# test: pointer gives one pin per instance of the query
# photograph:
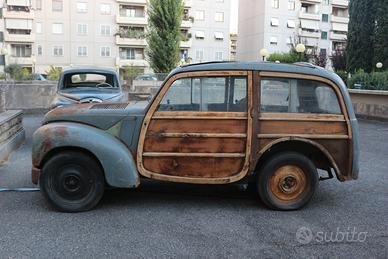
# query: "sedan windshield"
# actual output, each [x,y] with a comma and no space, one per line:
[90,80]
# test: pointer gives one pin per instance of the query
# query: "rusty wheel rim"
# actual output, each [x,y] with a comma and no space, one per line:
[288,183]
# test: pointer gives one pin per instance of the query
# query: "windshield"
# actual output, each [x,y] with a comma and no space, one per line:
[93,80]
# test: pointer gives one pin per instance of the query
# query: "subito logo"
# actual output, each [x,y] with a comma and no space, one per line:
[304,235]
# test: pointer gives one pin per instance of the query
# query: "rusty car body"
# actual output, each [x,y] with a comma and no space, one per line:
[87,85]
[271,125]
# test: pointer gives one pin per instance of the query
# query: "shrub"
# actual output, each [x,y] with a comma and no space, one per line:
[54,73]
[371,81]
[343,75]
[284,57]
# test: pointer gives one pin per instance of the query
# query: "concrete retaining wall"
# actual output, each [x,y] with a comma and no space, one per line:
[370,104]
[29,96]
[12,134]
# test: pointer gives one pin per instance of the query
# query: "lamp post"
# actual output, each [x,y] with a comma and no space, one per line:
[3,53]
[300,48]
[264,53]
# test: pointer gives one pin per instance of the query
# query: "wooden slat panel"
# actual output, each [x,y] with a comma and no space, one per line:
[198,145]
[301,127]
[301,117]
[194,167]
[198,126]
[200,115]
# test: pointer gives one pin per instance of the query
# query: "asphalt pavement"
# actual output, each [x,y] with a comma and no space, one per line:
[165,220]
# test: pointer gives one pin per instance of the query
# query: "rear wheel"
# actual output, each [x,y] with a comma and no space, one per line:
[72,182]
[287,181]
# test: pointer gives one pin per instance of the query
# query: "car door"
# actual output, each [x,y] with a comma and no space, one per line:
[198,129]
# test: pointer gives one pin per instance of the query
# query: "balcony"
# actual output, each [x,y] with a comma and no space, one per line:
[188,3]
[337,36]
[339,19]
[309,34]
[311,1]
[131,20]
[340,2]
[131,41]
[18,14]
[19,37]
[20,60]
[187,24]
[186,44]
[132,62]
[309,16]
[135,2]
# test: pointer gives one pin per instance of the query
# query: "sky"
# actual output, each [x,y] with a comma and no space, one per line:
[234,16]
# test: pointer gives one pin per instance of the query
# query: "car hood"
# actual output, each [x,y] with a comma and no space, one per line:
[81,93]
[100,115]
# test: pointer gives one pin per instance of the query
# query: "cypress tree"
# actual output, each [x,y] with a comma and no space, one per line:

● Stated task:
Return every one of the lines above that contains the string "rusty", copying each in full.

● Reply to the exercise:
# query: "rusty wheel rim"
# query: "rusty car body"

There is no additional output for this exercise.